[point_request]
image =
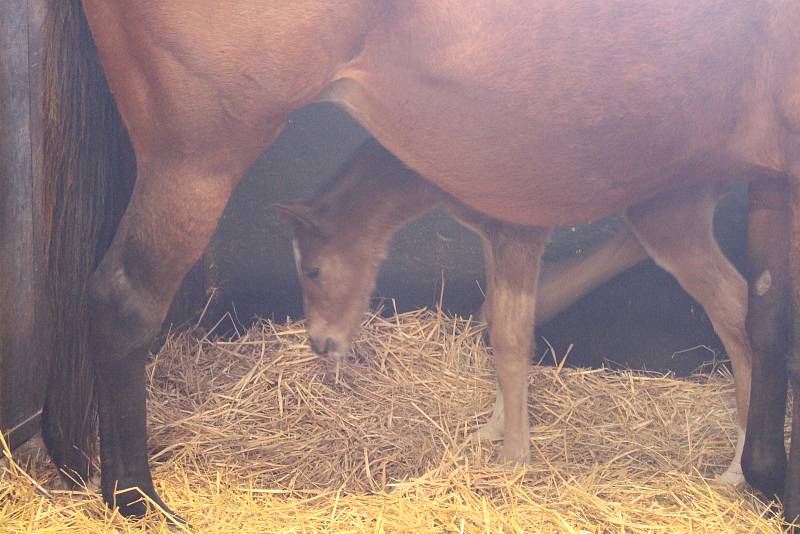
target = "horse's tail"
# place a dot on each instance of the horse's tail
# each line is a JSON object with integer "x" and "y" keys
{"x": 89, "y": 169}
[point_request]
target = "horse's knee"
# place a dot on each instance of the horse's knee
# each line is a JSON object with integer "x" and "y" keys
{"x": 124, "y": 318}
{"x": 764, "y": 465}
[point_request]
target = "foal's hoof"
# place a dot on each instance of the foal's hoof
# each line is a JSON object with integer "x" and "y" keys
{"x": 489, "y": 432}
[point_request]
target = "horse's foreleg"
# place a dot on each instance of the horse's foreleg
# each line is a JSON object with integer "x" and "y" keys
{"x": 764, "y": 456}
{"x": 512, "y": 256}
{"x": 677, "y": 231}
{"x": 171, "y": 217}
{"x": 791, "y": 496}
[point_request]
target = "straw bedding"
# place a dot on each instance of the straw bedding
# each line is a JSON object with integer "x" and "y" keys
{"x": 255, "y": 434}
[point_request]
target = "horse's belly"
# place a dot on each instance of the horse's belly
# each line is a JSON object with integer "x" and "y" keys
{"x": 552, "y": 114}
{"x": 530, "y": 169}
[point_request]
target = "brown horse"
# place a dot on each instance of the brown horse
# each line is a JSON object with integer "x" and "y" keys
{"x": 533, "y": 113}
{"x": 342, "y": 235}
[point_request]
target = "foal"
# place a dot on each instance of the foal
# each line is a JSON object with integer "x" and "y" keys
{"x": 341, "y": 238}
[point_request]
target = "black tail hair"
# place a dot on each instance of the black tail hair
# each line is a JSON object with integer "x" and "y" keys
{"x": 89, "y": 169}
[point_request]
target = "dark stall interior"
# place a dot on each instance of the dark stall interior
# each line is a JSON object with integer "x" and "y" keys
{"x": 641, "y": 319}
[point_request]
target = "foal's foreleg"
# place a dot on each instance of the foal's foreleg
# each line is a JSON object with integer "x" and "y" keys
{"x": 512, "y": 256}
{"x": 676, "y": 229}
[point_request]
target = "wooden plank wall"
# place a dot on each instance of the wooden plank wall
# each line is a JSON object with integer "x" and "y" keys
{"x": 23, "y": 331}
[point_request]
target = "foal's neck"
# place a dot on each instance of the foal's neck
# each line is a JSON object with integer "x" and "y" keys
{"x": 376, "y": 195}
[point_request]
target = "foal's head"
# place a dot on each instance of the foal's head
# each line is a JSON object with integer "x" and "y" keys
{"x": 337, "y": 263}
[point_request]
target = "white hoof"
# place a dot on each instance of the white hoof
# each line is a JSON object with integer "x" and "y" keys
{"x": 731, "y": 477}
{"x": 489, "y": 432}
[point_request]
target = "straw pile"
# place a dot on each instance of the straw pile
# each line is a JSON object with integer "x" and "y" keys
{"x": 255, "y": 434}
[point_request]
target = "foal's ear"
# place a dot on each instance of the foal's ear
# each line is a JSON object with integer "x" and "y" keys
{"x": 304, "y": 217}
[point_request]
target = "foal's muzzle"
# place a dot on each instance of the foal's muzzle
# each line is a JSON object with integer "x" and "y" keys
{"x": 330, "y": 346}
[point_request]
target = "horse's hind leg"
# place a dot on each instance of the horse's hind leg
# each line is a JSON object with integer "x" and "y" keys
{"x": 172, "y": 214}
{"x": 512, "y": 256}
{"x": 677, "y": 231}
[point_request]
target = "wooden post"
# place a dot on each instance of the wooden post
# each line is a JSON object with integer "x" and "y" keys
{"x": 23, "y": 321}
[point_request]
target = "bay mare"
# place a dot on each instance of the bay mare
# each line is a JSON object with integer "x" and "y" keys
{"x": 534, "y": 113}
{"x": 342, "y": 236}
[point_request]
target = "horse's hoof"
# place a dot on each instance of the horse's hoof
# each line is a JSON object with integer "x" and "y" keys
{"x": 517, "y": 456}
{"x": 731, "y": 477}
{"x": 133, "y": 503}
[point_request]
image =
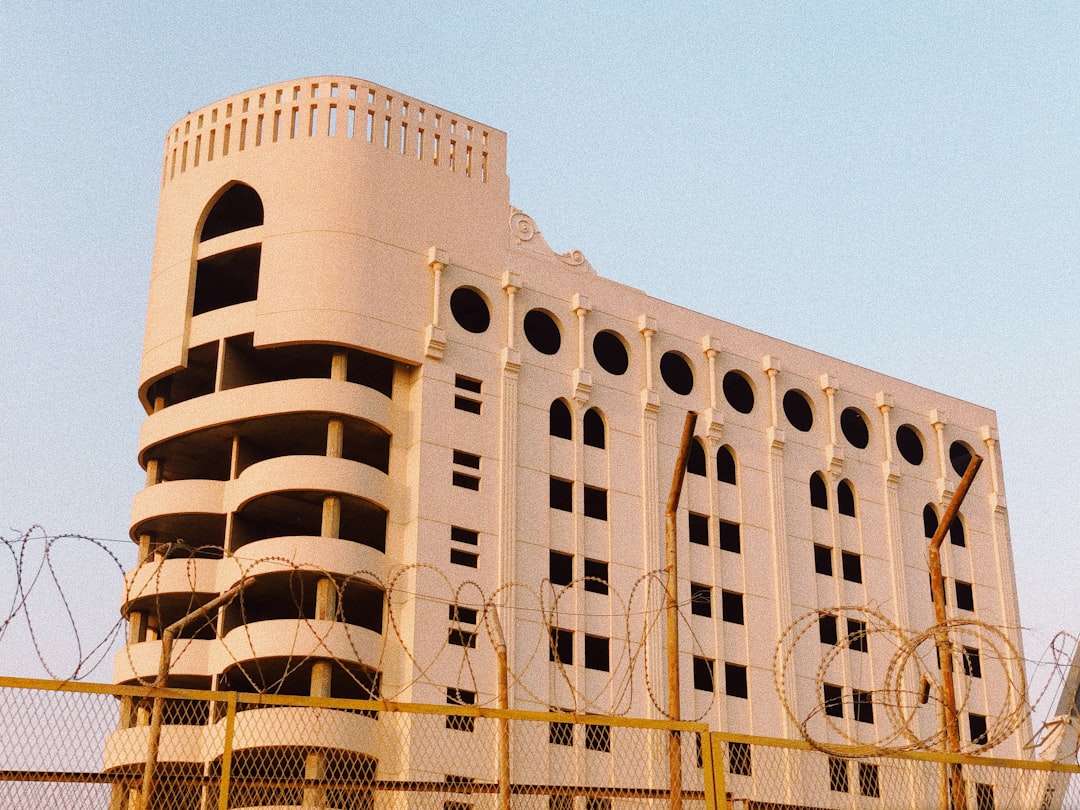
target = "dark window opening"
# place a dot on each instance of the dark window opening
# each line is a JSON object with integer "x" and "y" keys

§ §

Action item:
From the data above, reproduce word for word the lines running from the line with "# place a dot on each instance of the white" to the line with "# place a dot on each instance of the foal's ear", ends included.

Finished task:
# place a dot on each instance of the white hoof
# each line is a JSON object with integer "x" and "y" keys
{"x": 731, "y": 477}
{"x": 489, "y": 432}
[point_request]
target = "straw pile"
# place a dot on each instance of the straw pile
# each line is a JSON object with integer "x" and "y" keys
{"x": 255, "y": 434}
[point_request]
target = "foal's ear"
# place a dot on each instance of the foal's ear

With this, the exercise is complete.